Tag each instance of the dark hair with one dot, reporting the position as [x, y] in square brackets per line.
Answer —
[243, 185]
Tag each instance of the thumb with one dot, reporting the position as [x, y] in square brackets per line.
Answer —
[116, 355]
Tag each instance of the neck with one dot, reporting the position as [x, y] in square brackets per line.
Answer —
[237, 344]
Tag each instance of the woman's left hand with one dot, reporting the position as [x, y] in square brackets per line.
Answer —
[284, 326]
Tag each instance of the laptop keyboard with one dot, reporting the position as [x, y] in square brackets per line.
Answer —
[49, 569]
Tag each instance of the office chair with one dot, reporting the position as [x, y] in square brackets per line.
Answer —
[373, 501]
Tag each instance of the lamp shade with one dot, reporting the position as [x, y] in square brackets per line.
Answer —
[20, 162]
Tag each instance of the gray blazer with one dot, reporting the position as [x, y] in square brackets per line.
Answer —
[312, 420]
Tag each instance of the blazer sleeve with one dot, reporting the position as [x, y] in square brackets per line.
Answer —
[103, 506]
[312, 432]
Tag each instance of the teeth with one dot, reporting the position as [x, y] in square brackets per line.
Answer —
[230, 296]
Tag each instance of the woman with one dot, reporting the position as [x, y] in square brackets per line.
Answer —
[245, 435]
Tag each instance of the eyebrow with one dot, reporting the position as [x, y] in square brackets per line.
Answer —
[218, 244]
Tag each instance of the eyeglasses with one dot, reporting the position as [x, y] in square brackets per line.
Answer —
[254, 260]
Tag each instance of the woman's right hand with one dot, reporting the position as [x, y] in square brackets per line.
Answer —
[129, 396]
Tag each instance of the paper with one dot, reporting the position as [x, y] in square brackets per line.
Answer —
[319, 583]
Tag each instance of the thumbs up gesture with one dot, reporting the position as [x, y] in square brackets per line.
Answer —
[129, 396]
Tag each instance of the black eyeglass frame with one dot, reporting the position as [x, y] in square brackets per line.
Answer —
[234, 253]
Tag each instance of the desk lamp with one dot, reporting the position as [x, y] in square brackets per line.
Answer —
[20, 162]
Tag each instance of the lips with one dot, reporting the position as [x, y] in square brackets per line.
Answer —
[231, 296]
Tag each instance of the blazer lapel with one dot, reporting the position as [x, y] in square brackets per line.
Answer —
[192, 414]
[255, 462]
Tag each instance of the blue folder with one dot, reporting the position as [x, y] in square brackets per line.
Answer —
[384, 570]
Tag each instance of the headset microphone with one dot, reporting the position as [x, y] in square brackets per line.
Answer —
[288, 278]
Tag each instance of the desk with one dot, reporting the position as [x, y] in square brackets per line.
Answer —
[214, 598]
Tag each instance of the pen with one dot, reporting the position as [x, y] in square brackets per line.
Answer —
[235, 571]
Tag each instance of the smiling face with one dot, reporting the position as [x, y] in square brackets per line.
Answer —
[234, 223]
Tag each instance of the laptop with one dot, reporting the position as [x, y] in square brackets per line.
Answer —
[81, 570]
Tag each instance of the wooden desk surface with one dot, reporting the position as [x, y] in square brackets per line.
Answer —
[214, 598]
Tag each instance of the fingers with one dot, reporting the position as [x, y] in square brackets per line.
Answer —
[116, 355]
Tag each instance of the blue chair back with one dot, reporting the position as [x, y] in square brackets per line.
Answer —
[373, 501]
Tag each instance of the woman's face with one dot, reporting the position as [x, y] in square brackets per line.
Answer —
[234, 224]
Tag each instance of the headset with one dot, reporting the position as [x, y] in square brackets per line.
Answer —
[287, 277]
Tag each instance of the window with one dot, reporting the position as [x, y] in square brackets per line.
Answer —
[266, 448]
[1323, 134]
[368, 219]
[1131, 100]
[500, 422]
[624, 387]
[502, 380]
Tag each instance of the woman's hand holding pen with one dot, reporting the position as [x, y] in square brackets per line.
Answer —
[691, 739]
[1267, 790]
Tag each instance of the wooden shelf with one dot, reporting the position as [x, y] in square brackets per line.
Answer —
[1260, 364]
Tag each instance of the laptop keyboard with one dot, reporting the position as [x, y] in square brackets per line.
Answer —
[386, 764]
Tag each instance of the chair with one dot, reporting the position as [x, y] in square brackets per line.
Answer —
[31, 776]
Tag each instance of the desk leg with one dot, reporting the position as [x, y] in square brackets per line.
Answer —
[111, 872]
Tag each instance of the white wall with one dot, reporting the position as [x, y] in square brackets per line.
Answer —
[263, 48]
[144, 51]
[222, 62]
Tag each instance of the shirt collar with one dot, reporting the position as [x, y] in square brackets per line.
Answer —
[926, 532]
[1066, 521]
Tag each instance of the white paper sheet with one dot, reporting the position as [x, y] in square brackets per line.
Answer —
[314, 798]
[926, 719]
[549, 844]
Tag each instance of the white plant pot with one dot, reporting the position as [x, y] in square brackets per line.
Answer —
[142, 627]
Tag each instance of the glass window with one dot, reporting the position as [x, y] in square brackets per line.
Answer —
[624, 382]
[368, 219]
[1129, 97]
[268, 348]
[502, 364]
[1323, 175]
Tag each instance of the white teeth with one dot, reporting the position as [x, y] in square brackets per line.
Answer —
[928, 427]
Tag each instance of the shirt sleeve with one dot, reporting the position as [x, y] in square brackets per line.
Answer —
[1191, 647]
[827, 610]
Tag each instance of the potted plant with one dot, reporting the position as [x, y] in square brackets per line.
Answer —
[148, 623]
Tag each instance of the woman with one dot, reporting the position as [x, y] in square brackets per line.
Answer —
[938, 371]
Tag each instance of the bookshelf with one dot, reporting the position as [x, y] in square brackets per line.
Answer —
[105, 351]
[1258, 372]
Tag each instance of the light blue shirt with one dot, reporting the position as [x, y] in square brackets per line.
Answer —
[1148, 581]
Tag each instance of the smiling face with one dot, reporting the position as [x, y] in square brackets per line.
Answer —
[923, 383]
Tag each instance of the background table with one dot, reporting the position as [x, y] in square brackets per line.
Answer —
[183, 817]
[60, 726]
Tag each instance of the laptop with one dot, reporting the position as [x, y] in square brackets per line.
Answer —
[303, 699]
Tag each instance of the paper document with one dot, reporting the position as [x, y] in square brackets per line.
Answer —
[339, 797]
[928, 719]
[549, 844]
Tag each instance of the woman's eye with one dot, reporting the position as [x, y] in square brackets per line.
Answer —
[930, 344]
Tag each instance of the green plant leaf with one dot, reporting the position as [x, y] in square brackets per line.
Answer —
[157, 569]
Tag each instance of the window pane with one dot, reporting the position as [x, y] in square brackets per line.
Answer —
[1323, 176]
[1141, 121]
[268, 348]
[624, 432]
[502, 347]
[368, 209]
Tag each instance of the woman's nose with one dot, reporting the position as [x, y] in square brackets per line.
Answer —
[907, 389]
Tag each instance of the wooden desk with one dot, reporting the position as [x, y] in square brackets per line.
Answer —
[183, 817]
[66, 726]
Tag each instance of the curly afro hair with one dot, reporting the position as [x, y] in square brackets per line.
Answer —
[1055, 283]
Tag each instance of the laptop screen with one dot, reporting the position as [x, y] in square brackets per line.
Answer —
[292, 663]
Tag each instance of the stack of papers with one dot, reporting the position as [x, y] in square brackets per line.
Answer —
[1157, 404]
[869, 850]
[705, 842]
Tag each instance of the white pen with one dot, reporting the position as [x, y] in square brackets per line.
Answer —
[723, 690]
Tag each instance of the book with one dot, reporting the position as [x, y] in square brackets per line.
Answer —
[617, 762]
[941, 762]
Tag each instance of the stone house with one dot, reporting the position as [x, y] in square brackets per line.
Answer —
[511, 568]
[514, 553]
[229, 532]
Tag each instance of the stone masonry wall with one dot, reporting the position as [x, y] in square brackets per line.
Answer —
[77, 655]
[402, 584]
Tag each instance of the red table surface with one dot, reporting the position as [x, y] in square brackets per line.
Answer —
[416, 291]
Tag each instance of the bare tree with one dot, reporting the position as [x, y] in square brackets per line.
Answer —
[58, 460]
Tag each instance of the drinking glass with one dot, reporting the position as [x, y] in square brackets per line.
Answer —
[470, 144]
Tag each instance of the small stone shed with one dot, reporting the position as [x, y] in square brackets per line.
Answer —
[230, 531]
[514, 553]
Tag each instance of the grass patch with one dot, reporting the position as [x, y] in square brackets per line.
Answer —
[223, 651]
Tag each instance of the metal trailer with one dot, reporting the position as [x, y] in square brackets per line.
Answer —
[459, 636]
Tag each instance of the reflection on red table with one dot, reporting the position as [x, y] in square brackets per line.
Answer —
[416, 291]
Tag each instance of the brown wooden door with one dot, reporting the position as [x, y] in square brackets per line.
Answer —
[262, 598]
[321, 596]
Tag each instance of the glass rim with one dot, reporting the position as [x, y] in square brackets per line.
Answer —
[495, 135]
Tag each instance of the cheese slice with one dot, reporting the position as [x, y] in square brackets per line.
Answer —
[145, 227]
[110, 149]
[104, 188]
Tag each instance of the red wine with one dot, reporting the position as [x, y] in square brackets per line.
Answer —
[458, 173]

* Given exercise
Extract every line from the one containing "Tag each instance of the brown" to the end of the entries, including both of those lines, exactly as given and with nothing added.

* Task response
Tag each instance of the brown wooden door with one dot, reporting the position as [x, y] in square brackets per line.
Answer —
[262, 598]
[321, 596]
Tag each instance of the glass rim with one dot, reporting the position as [x, y] in square brackets per line.
Answer —
[495, 135]
Tag each instance of the cheese slice with one dot, reporting the position as [x, y] in square brackets per line.
Answer —
[145, 227]
[110, 149]
[104, 188]
Tag each instance of the red wine with one dot, reporting the position as [x, y] in square brackets per line.
Answer —
[458, 173]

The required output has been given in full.